## Task goal
Without including the pictures, copy out every line below.

Start of Data listing

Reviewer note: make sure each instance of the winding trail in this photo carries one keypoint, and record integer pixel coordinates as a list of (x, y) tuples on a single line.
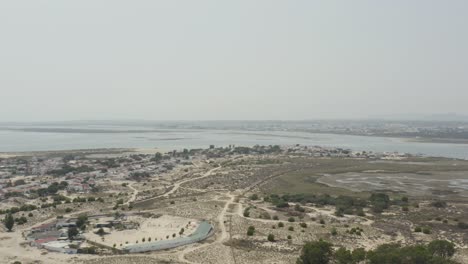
[(134, 195), (219, 239)]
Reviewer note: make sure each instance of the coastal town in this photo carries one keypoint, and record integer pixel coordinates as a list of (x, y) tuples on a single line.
[(174, 204)]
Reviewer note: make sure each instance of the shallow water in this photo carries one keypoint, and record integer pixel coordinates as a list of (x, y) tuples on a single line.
[(15, 141)]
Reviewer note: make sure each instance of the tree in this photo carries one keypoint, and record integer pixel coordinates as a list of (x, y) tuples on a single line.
[(254, 197), (318, 252), (359, 255), (81, 222), (72, 232), (101, 232), (441, 248), (271, 238), (9, 222), (251, 231), (343, 256)]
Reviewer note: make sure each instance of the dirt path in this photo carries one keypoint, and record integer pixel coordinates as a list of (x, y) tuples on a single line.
[(219, 239), (177, 185), (134, 195)]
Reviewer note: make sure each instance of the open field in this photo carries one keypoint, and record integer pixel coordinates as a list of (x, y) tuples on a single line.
[(289, 194)]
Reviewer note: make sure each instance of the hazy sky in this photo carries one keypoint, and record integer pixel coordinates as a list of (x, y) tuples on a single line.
[(242, 59)]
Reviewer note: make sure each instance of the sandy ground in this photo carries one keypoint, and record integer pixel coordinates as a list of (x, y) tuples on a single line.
[(154, 228)]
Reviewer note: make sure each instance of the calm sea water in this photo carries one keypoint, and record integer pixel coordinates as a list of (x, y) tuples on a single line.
[(15, 141)]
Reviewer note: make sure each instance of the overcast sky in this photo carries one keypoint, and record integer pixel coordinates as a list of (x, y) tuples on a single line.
[(242, 59)]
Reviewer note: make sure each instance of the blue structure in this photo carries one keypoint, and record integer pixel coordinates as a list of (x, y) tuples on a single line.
[(203, 231)]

End of Data listing

## Answer box
Reviewer note: make sure each instance of the winding trail in this photo carries one keypoint, and record integer pixel coordinates as a list of (x, y) tuples on a single line.
[(134, 195), (219, 239)]
Reviewer note: make sure each instance of the coastal town in this photo carries one keypoint, and record integer pixel coordinates as a list of (x, y) tuples on a single line.
[(174, 204)]
Reviewer note: make sure each instance of the shallow water in this photo carries one keypoint, and record integer pixel coordinates as a list of (x, y) tuples on a single line.
[(15, 141)]
Reviewer note: make sure each instance of the tree in this photo carries one keypoint, and record integer pixel coordinates as a list of (x, y) tuples on a single line.
[(254, 197), (318, 252), (359, 255), (81, 222), (72, 232), (101, 232), (441, 248), (271, 238), (9, 222), (251, 231), (343, 256)]
Reviewer note: make sure each instance of the dirt path in this photo carries one keypoint, and record integer pixel coordinates as a list of (x, y) tuples on a single line.
[(219, 239), (177, 185), (134, 195)]
Reviewer note: make sure each instance of the open field in this photo carries one keypoint, and record integer pixel coordinates as a list of (x, y) tuples on a single line.
[(289, 194)]
Reviewer note: make sure each instance of the hazy sky in this photo carries one keypoint, and record integer pixel coordinates as a list of (x, y) tuples on a single line.
[(242, 59)]
Reviewer note: make sure each instance of the sandy ground in this photo carries one keypoint, and record integer pixel coordinates as a list of (x, y) tuples on a single line.
[(154, 228)]
Reviewer note: make sure each instance of the calm sea water in this photo carries one keypoint, and record integer pixel coordinates as a list of (x, y) tuples on a single line.
[(15, 141)]
Reviewer note: make sure each instance of the overcast sky in this photo carries one keypoint, and record integer pixel coordinates as a list of (x, y) tuples on a single line.
[(242, 59)]
Reviewer note: make sure each instance of the blue structure in this photo carries one keypoint, and record integer pixel coordinates as a list of (x, y) tuples on a single line.
[(203, 231)]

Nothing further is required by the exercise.